**EXERCISE DESCRIPTION:**
Nothing in the records should change; write them all out again.

**Data extracted from a collection:**
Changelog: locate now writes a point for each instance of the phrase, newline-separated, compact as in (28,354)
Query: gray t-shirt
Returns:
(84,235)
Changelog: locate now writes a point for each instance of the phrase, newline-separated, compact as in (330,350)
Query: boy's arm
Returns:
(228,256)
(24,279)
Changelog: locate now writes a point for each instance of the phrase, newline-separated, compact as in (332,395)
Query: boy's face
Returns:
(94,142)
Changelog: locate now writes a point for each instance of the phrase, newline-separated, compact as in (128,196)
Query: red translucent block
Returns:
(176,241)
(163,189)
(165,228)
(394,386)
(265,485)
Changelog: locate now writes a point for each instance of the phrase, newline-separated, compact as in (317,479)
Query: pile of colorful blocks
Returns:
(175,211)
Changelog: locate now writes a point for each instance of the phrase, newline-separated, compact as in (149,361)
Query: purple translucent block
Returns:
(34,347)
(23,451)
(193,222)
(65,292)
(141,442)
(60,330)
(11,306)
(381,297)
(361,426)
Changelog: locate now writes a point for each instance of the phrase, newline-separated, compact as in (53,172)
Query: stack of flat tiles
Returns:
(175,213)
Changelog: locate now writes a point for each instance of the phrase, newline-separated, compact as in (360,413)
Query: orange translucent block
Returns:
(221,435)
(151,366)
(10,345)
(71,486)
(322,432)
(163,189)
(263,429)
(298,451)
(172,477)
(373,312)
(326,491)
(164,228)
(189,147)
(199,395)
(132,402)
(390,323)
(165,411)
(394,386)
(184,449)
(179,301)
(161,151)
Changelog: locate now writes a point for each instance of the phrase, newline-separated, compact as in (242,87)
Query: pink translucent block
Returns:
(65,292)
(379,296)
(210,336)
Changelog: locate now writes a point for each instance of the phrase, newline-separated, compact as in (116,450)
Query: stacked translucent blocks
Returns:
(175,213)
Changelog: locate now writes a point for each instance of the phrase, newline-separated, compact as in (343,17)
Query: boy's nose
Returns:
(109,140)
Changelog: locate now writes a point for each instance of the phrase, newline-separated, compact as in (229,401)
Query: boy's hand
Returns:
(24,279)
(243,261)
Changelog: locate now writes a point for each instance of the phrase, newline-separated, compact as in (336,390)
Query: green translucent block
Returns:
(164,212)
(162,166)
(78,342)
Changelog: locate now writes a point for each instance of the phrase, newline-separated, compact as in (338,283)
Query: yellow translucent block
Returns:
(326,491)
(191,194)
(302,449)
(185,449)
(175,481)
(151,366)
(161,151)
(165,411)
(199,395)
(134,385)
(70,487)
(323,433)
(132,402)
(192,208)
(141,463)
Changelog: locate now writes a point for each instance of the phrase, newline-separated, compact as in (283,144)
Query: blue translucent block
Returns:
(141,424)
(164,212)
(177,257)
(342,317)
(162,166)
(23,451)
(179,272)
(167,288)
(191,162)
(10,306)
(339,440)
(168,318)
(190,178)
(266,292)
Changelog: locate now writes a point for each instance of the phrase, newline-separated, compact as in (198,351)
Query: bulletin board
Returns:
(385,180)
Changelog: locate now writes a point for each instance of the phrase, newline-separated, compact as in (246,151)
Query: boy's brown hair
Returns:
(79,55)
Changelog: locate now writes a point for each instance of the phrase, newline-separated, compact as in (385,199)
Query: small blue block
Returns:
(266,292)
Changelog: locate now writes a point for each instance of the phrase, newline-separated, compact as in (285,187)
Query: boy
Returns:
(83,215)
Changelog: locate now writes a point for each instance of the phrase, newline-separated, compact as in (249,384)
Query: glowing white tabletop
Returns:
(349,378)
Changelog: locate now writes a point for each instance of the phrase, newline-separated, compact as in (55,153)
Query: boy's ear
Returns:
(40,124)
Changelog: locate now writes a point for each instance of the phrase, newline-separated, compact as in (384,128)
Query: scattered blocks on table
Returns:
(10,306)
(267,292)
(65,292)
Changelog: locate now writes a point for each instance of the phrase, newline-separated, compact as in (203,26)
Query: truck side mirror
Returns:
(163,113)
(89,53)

**SOLUTION TO THIS TASK:**
Changelog: locate now writes a point for each instance of the phrase, newline-separated, compact as in (28,354)
Query: gray t-shirt
Returns:
(84,235)
Changelog: locate now writes a point for each instance of the phrase, newline-separated, compact as in (330,350)
Query: boy's arm
Returns:
(228,256)
(24,279)
Changelog: locate now writes a point for each instance of the phrase, newline-separated, compact as in (332,395)
Query: boy's face
Returns:
(94,142)
Changelog: locate now writes a point for each instance of the phrase, newline-separated, compact as in (128,196)
Query: red translucent block
Returns:
(176,241)
(163,189)
(165,228)
(394,386)
(265,485)
Changelog: locate now writes a point for each instance of the phrase, newline-separated, compact as in (317,479)
Query: pile of colorful blocks
Returns:
(175,211)
Changelog: locate now writes a point for each instance of the phrase, newline-separated, compact as in (149,361)
Query: purple translucent block
Returns:
(34,347)
(23,451)
(193,222)
(65,292)
(141,442)
(60,330)
(11,306)
(381,297)
(361,426)
Changelog: locate now writes a point for each instance of the phrase, newline-separated, compact as in (53,172)
Query: stack of flat tiles
Returns:
(175,213)
Changelog: locate now writes a point for each instance of the phrase, newline-separated, compact as in (360,413)
Query: orange translucent block
Returns:
(221,435)
(151,366)
(10,345)
(71,486)
(322,432)
(163,189)
(263,429)
(298,451)
(172,477)
(373,312)
(326,491)
(164,228)
(189,147)
(199,395)
(132,402)
(390,323)
(165,411)
(394,386)
(184,449)
(179,301)
(161,151)
Changelog: locate now writes a point for each instance of the phrase, newline-separated, compact as in (242,87)
Query: pink translucent block
Returns:
(65,292)
(379,296)
(210,336)
Changelog: locate now writes a point for each instance of the phrase, newline-separated, compact as in (116,450)
Query: stacked translucent blocks
Returns:
(175,213)
Changelog: locate now writes a point for each instance of the phrase, newline-separated, compact as in (343,17)
Query: boy's nose
Returns:
(109,140)
Changelog: locate now writes a point for each instance of the phrase, newline-separated, compact as in (229,401)
Query: boy's hand
Returns:
(24,279)
(243,261)
Changelog: locate now writes a point for each instance of the phrase, newline-separated, compact as in (336,390)
Query: green translucent block
Returns:
(164,212)
(162,166)
(78,342)
Changelog: locate now writes a point for each instance of the phrase, newline-separated, compact as in (338,283)
Query: yellow translucent block
Returns:
(326,491)
(191,194)
(302,449)
(185,449)
(175,481)
(151,366)
(161,151)
(165,411)
(199,395)
(134,385)
(70,487)
(323,433)
(132,402)
(192,208)
(141,463)
Changelog: locate now writes a point for each instance of the phrase, newline-separated, compact as in (283,144)
Query: blue translucent block
Returns:
(141,424)
(164,212)
(177,257)
(342,317)
(162,166)
(23,451)
(179,272)
(167,288)
(191,162)
(10,306)
(339,440)
(168,318)
(190,178)
(266,292)
Changelog: locate now writes a point for each instance of the phrase, newline-separated, compact as in (198,351)
Query: bulletin board
Returns:
(385,180)
Changelog: locate now writes a point for each instance of the phrase, newline-separated, compact as in (246,151)
Query: boy's brown hair
Returns:
(79,55)
Changelog: locate now writes a point for each instance of the phrase, newline-separated, compact as in (385,199)
Query: small blue block
Returns:
(266,292)
Changelog: locate now writes a point for each instance of the phrase, newline-separated, compact as in (285,187)
Query: boy
Returns:
(83,215)
Changelog: locate now writes a point for each instance of the phrase, newline-separated, compact as in (249,384)
Query: glowing white tabletop
Returns:
(349,378)
Changelog: locate now writes a point for each instance of the phrase, newline-separated, compact as in (55,153)
Query: boy's ear
Returns:
(40,124)
Changelog: locate now writes a point for each instance of the phrase, newline-separated, compact as in (384,128)
Query: scattered blocks on table
Returns:
(10,306)
(267,292)
(65,292)
Changelog: locate now writes a point for each instance of the phrase, newline-separated, compact as in (203,26)
Query: truck side mirror
Returns:
(163,113)
(89,53)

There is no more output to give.